§ EXERCISE DETAILS: Write out the lines of every item below again, replacing "gravel path" with "stone walkway" and leaving everything else unchanged.

§ Outline labeling items:
——————

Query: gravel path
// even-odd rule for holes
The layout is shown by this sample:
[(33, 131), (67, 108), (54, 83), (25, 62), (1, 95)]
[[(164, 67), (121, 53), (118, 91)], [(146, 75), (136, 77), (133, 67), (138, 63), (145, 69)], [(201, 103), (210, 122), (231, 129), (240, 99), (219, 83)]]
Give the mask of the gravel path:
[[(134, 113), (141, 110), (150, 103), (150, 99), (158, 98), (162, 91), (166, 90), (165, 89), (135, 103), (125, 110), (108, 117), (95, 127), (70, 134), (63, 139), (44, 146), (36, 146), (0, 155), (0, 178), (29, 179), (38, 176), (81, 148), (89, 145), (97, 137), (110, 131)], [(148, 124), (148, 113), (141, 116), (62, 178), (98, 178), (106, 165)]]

——————

§ REPLY:
Query: stone walkway
// even-odd rule for holes
The layout is shown by this sample:
[(33, 131), (67, 108), (54, 83), (25, 62), (1, 95)]
[[(164, 67), (121, 53), (118, 91)], [(146, 75), (136, 77), (133, 67), (138, 63), (145, 69)], [(201, 103), (210, 122), (231, 129), (240, 99), (219, 83)]]
Give the mask of the stone walkway:
[[(134, 113), (141, 110), (150, 103), (150, 99), (158, 98), (162, 91), (166, 90), (165, 89), (135, 103), (125, 110), (108, 117), (95, 127), (70, 134), (63, 139), (44, 146), (36, 146), (0, 155), (0, 178), (29, 179), (38, 176), (81, 148), (89, 145), (97, 137), (110, 131)], [(148, 124), (148, 113), (141, 116), (62, 178), (98, 178), (106, 165)]]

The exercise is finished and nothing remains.